-- WHAT TO WORK ON --
Transcribe all of the lines below verbatim, omitting the pictures.

-- GIVEN DATA --

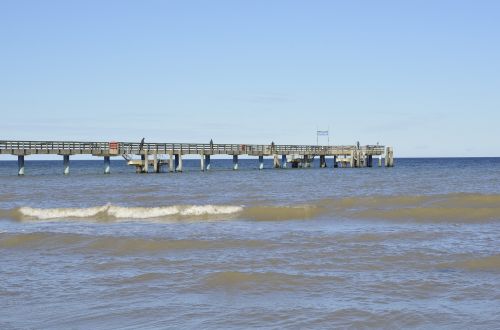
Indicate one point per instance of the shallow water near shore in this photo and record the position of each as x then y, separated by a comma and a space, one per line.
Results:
414, 246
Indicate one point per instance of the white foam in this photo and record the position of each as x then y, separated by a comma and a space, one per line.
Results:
210, 209
121, 212
58, 213
124, 212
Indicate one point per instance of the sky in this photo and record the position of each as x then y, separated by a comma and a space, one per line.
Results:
421, 76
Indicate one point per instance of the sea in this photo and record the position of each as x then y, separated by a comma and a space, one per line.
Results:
413, 246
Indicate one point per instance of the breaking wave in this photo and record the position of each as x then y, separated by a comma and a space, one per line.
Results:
433, 208
122, 212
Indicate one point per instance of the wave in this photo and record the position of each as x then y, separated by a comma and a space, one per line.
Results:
432, 208
109, 212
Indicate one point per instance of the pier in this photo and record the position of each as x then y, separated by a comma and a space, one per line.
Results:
157, 157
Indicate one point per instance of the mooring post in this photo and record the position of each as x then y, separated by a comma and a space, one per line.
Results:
322, 161
145, 168
235, 162
283, 161
178, 162
156, 168
66, 164
171, 163
107, 165
276, 161
20, 165
389, 160
207, 162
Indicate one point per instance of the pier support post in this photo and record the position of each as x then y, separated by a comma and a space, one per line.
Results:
171, 164
145, 168
305, 161
156, 168
66, 164
207, 162
107, 165
235, 162
276, 161
322, 161
20, 165
178, 162
389, 157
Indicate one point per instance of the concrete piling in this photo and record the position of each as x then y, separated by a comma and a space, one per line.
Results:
66, 164
276, 161
145, 168
178, 162
156, 168
171, 164
107, 165
322, 161
207, 162
20, 165
235, 162
389, 157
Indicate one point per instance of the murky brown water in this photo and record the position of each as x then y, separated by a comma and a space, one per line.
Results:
415, 246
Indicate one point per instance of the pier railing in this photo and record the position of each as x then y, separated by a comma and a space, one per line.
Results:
119, 148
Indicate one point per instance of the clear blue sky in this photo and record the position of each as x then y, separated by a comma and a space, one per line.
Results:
422, 76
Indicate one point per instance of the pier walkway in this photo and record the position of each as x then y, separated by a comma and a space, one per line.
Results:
159, 155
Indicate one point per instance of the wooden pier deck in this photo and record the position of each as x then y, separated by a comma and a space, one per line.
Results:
154, 153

-- TASK ANSWER --
Indicate one point per instance of the shallow water near shore in this photo and record the position of each as x then y, separated by a comma and a space, one per line.
Results:
414, 246
Indicate one point per instance of the white foam in this photo and record the position of each as x then y, separated by a comma and a space, one per line.
Results:
210, 209
121, 212
58, 213
124, 212
Indicate one point per instance of the sky in this photo and record the position of each as x then y, separated by a comma and a space, one per line.
Results:
421, 76
Indicate one point per instance of the sea in this photo and record the position of each as x then y, separated by a comma and a space, one per line.
Results:
413, 246
Indicate one point per instance of the breaking wave in this photo and record the position of each as x then y, separated by a comma and a space, one per line.
Results:
433, 208
122, 212
Indicate one point per instance of the wave in this photo and record the position of each as x then y, separated by a comma and a space, one per line.
Results:
432, 208
109, 212
Indicate one point per instance of the pier in this photo and record the position of each as x then y, separated by a comma and a space, one per line.
Results:
157, 157
Indicate one point per instance of the mooring post in this photo and record the position of each as x then y, separated by a comma and a space, one per line.
Results:
322, 161
145, 168
235, 162
283, 161
178, 162
156, 168
66, 164
171, 163
107, 165
276, 161
20, 165
389, 160
207, 162
Indicate one point per instance of the pier support post in this photo and record the position of each as x then y, separated by a comma and a space, one per line.
Results:
171, 164
145, 168
305, 161
156, 168
66, 164
207, 162
107, 165
235, 162
276, 161
322, 161
20, 165
178, 162
389, 157
Indicate one point per instance of the concrete piling in this photo and record the position of each as x then y, separated by a comma and a space, one per line.
Results:
66, 164
276, 161
145, 168
178, 162
156, 168
171, 164
107, 165
322, 161
207, 162
20, 165
235, 162
389, 157
Indicate one point per instance of the murky brown water in this photo and record the position of each as x then y, separated by a comma and a space, one per line.
Results:
415, 246
Indicate one point per instance of the pier railing in this photo and record the position of each as x then y, separated by a comma and a space, one per line.
Results:
119, 148
Indicate one point per instance of the clear blue sky in this photo and record the position of each as x then y, separated by a comma and a space, one per line.
Results:
422, 76
Indicate one point per instance of the pier walkway in this photo and record the position of each as x then y, separated by a comma and a space, one per line.
Results:
159, 155
Indicate one point per instance of the wooden pier deck in this photo and record the position of each as x then y, separated by a comma and a space, one per line.
Results:
154, 153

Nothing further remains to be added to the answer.